===== DATASET
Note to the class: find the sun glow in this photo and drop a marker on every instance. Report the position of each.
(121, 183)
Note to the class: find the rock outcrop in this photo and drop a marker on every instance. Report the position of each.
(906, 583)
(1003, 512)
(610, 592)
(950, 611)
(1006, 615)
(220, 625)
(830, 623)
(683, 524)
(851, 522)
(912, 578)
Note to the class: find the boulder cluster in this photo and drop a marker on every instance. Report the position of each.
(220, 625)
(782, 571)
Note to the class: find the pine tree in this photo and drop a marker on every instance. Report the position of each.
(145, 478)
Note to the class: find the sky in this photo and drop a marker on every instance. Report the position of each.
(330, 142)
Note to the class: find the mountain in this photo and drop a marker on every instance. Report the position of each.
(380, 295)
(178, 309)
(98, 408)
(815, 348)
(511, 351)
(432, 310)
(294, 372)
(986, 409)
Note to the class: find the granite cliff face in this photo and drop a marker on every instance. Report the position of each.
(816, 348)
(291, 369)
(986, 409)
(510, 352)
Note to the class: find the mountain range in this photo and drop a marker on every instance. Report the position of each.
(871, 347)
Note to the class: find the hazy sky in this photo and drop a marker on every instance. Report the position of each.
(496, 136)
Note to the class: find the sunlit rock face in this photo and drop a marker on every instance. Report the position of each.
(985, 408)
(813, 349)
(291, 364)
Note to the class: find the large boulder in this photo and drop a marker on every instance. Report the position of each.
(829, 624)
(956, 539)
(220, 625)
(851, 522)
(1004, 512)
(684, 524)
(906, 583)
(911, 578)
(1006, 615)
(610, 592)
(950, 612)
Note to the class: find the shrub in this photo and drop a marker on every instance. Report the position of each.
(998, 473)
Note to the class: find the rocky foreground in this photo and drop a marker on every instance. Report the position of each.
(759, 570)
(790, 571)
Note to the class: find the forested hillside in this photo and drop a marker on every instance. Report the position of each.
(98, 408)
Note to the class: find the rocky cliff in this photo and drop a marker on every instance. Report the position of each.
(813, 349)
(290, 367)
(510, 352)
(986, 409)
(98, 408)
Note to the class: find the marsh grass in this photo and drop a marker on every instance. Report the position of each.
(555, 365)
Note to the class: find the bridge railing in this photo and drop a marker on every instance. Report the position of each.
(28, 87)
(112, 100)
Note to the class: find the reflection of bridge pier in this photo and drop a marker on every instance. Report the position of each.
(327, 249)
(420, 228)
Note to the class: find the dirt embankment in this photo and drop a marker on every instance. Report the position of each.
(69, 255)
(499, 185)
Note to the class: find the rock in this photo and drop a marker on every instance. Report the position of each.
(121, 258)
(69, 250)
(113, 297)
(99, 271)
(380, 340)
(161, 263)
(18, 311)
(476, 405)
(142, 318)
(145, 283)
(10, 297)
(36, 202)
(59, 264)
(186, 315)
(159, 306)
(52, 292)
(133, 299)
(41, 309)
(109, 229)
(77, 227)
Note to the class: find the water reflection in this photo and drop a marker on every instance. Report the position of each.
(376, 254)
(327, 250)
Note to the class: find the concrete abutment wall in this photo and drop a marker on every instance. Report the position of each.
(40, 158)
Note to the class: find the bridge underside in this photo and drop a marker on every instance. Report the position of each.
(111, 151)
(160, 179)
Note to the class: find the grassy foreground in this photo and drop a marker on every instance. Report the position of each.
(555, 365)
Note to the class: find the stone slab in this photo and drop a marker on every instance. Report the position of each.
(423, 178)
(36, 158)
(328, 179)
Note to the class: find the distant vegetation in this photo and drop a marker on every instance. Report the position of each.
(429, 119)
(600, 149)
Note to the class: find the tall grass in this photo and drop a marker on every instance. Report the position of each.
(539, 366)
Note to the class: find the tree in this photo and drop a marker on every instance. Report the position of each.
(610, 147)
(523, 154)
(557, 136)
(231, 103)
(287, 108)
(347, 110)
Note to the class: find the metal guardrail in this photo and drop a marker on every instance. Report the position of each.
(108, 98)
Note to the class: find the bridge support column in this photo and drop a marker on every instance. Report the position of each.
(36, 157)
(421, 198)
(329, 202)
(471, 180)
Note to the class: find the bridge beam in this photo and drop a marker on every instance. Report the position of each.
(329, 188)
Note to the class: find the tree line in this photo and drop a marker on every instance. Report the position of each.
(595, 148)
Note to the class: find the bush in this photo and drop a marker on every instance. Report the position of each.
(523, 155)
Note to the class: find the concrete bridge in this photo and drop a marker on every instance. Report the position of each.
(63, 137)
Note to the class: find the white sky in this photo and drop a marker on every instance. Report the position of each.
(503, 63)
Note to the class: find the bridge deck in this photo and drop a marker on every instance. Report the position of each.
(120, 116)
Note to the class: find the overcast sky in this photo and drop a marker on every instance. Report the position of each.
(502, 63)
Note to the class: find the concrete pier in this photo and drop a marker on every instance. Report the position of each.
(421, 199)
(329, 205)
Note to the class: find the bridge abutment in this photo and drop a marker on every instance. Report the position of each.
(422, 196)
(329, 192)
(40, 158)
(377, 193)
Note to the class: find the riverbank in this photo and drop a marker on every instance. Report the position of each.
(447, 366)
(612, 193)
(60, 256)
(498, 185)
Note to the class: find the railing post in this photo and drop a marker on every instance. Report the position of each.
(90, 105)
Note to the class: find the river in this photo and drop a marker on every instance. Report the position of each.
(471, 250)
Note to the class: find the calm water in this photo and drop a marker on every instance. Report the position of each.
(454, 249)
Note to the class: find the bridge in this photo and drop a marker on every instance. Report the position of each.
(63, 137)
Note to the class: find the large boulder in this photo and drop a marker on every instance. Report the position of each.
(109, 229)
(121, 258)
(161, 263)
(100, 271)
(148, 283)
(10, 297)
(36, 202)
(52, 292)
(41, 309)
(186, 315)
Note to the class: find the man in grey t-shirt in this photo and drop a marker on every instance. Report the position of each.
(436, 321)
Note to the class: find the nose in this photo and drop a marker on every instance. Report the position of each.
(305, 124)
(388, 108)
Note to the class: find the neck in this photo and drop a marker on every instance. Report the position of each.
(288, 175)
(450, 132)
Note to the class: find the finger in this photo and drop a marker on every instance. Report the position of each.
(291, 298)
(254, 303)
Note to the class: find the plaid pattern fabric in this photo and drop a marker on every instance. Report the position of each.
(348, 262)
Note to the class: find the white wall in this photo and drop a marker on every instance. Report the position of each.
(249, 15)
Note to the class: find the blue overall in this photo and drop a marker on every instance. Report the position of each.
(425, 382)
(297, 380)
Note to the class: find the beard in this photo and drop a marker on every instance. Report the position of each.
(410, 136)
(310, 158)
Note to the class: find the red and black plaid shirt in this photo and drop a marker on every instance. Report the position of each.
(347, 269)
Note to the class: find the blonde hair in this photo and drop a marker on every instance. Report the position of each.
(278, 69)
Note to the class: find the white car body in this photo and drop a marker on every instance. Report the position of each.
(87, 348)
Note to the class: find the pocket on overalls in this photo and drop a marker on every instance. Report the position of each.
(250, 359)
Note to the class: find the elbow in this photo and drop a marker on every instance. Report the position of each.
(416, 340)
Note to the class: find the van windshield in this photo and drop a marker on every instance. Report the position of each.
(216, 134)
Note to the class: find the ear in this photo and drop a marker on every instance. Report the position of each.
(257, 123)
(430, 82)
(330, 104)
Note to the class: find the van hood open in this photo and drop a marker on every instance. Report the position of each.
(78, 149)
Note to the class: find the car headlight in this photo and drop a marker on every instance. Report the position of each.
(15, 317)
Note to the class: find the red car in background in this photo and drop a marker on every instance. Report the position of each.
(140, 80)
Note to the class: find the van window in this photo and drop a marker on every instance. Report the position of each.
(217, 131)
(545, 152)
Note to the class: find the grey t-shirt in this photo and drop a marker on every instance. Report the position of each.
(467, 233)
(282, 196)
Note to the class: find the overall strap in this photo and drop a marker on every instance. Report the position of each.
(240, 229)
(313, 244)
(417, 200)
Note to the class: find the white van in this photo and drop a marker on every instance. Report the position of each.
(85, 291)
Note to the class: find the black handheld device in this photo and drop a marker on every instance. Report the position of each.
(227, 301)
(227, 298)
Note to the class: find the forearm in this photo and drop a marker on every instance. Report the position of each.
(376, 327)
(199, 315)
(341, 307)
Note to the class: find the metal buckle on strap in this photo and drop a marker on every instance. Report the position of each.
==========
◆ TASK DESCRIPTION:
What do the lines from the one with "Note to the class: find the white van" through the last line of the entries say? Print them word for word, both ends included, and nothing else.

◆ WRITTEN ANSWER:
Note to the class: find the white van in this photo and drop a marker on every instance. Report the position of each.
(85, 291)
Note to the class: find the black handheld device in this photo and drop a marker on every instance. Report the position of each.
(227, 301)
(227, 298)
Note to the class: find the forearm in this photo and drop a marker on every instance. Report the position of each.
(376, 327)
(199, 315)
(341, 307)
Note to the class: find the metal buckle on strap in this photo and drop a marker on every instance. Report the position of each.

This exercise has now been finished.